TEXTE SOURCE »
Publié  le 23 septembre 2023

Clotilde Coron et Emmanuelle Garbe, professeure et maîtresse de conférences en sciences de gestion, constatent, dans une tribune au « Monde », que les hommes qui prennent leur congé de paternité rémunéré voient leur carrière pénalisée.

Les pages people des magazines montrent de plus en plus souvent des acteurs ou des sportifs célèbres, musculature avantageuse, lunettes noires sur le nez et bébé dans les bras. Dans les parcs, on voit fréquemment de jeunes pères piloter des landaus avec adresse, apparemment sans risque pour leur masculinité. Etre papa et s’occuper au quotidien de ses jeunes enfants est-il désormais socialement admis ?

Le congé de paternité rémunéré, créé en 2002 et porté à vingt-cinq jours en 2021, contribue à renforcer les liens entre les pères et leur progéniture. Mais nos recherches (« Deviation from the ideal worker norm and lower career success expectations : A “men’s issue” too ? », par Clotilde Coron et Emmanuelle Garbe ; Journal of Vocational Behavior, 2023) montrent la force des stéréotypes encore à l’œuvre dans l’univers professionnel.

DONNÉES »
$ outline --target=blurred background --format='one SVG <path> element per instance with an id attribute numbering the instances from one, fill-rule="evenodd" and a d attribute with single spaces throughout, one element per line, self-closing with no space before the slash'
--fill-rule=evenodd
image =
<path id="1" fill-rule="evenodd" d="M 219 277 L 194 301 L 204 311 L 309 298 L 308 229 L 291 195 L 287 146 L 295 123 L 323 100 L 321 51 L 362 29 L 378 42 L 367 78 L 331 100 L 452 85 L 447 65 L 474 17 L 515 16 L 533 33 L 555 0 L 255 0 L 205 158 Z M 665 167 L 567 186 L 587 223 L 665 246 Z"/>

SÉRIE D'EXERCICES »
1) D'après le texte sur le congé de paternité, à quelle durée ce congé rémunéré a-t-il été porté en 2021 ?
2) Recopiez fidèlement le passage du texte sur le congé de paternité compris entre « Clotilde Coron et Emmanuelle Garbe, professeure » et « désormais socialement admis ? », ces deux segments inclus.

RÉPONSES PAR EXERCICE »
1) À vingt-cinq jours.

2)
Clotilde Coron et Emmanuelle Garbe, professeure et maîtresse de conférences en sciences de gestion, constatent, dans une tribune au « Monde », que les hommes qui prennent leur congé de paternité rémunéré voient leur carrière pénalisée.

Les pages people des magazines montrent de plus en plus souvent des acteurs ou des sportifs célèbres, musculature avantageuse, lunettes noires sur le nez et bébé dans les bras. Dans les parcs, on voit fréquemment de jeunes pères piloter des landaus avec adresse, apparemment sans risque pour leur masculinité. Etre papa et s’occuper au quotidien de ses jeunes enfants est-il désormais socialement admis ?